- Task objective
Retype the items below verbatim, starting at the line containing "Where can you spot the wristwatch" and ending with the final line of the items.
start Available records
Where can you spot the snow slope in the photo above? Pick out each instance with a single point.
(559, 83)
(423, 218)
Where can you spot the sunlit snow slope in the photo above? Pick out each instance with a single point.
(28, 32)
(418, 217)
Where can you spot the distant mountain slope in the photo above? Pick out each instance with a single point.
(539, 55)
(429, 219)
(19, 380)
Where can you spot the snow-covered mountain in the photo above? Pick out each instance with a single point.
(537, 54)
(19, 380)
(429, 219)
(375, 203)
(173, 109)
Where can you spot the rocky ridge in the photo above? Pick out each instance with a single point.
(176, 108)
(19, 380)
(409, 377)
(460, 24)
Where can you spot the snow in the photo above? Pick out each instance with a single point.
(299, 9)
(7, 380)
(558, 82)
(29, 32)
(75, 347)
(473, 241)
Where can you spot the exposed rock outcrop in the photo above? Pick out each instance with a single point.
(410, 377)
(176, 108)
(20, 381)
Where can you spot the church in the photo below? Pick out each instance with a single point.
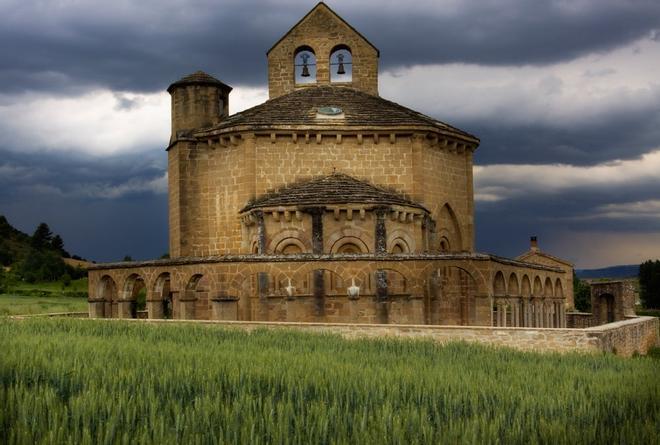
(327, 203)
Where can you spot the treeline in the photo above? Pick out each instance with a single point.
(649, 284)
(37, 257)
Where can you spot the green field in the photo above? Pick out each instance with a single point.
(43, 298)
(89, 382)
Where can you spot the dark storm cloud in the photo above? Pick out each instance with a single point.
(146, 45)
(617, 136)
(504, 227)
(96, 204)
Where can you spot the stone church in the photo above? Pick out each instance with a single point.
(326, 203)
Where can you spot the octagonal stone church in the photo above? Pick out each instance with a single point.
(326, 203)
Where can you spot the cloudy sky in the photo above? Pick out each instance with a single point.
(565, 96)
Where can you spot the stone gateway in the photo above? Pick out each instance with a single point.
(326, 203)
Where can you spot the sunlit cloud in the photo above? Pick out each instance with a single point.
(502, 181)
(98, 123)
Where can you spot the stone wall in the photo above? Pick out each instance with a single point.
(321, 30)
(210, 184)
(443, 289)
(580, 320)
(623, 338)
(627, 337)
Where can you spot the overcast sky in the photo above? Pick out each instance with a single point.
(565, 96)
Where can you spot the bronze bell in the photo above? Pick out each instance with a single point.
(305, 72)
(340, 68)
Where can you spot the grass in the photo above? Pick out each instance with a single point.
(56, 287)
(11, 304)
(87, 381)
(43, 298)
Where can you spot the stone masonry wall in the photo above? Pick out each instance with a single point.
(210, 184)
(322, 31)
(622, 338)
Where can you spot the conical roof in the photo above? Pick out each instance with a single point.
(198, 78)
(300, 109)
(337, 188)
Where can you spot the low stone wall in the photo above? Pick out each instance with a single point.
(580, 320)
(636, 335)
(627, 337)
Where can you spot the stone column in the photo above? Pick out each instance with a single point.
(96, 307)
(154, 305)
(224, 308)
(261, 232)
(187, 305)
(124, 308)
(317, 229)
(381, 296)
(516, 313)
(155, 308)
(380, 232)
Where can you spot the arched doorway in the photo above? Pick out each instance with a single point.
(134, 302)
(161, 300)
(606, 305)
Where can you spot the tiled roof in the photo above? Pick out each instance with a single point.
(337, 188)
(300, 108)
(198, 78)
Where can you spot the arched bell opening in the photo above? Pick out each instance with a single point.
(304, 64)
(341, 64)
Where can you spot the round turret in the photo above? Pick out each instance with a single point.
(198, 100)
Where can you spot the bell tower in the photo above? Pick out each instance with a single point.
(322, 49)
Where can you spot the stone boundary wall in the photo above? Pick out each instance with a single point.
(627, 337)
(624, 338)
(580, 320)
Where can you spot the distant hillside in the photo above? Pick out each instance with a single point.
(627, 271)
(14, 244)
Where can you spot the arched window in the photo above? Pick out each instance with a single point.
(399, 246)
(304, 64)
(349, 248)
(444, 244)
(341, 64)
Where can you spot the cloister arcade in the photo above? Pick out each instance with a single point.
(449, 289)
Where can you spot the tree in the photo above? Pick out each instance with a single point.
(6, 254)
(42, 237)
(3, 280)
(41, 266)
(582, 294)
(57, 243)
(649, 284)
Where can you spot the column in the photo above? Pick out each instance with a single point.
(380, 232)
(187, 305)
(516, 313)
(261, 232)
(317, 229)
(381, 296)
(155, 308)
(124, 308)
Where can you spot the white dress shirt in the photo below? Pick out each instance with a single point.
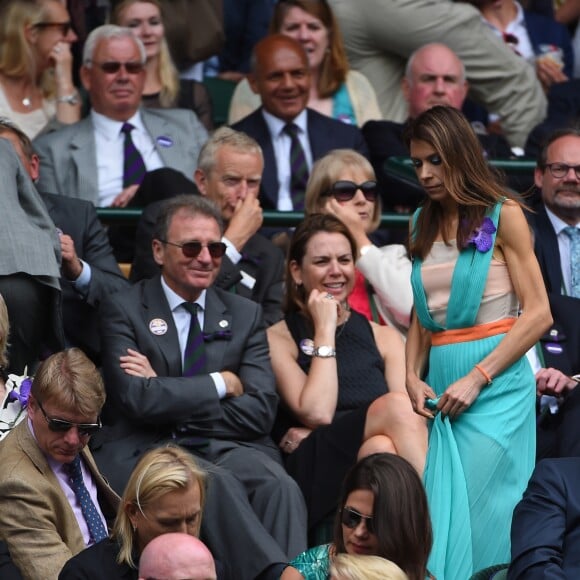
(109, 141)
(281, 142)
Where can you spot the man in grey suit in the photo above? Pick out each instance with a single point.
(202, 380)
(86, 159)
(88, 268)
(29, 266)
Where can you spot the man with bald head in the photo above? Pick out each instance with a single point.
(434, 76)
(174, 557)
(292, 136)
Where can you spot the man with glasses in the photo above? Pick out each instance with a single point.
(556, 226)
(53, 500)
(104, 157)
(187, 362)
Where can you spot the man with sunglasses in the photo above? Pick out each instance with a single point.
(229, 173)
(187, 362)
(49, 510)
(93, 159)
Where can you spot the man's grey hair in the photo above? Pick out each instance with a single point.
(226, 137)
(107, 31)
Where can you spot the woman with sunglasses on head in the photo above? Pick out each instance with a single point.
(340, 377)
(36, 83)
(335, 91)
(163, 87)
(382, 512)
(165, 493)
(343, 183)
(474, 271)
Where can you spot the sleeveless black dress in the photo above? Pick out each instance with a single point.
(323, 459)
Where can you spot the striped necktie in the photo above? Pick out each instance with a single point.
(574, 235)
(97, 530)
(298, 167)
(194, 355)
(133, 165)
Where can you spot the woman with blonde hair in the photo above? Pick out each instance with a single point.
(336, 91)
(165, 493)
(163, 87)
(343, 183)
(36, 81)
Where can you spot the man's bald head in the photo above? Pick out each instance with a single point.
(434, 76)
(176, 557)
(281, 76)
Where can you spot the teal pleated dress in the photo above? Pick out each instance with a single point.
(478, 465)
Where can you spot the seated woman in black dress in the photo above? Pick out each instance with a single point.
(334, 369)
(165, 493)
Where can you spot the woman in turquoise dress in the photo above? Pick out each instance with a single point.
(382, 512)
(474, 271)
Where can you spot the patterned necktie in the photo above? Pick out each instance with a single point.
(574, 235)
(94, 522)
(133, 165)
(298, 167)
(194, 356)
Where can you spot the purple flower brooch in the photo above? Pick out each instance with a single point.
(482, 237)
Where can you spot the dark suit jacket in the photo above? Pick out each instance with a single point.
(36, 519)
(142, 412)
(386, 139)
(545, 533)
(261, 259)
(79, 220)
(324, 135)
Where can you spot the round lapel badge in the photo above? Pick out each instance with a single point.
(158, 326)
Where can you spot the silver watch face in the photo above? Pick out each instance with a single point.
(325, 351)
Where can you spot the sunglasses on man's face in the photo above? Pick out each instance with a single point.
(193, 249)
(65, 27)
(346, 190)
(113, 66)
(351, 519)
(62, 426)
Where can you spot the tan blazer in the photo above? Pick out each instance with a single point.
(36, 520)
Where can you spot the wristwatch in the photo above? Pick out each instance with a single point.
(324, 351)
(71, 99)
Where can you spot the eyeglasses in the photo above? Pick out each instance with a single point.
(65, 27)
(351, 519)
(346, 190)
(193, 249)
(112, 66)
(560, 170)
(62, 426)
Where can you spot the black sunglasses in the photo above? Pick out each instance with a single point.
end Available records
- Reply
Where can you spot the wristwatch in the photo above? Pick out each instance with a single point.
(324, 351)
(71, 99)
Where can you spot the eyeglasses in the photo above? Pick out each instance with a single point.
(65, 27)
(351, 519)
(346, 190)
(193, 249)
(112, 66)
(560, 170)
(62, 426)
Where can you spot the black sunglasses in the photo above? Pick out each instance with a single point.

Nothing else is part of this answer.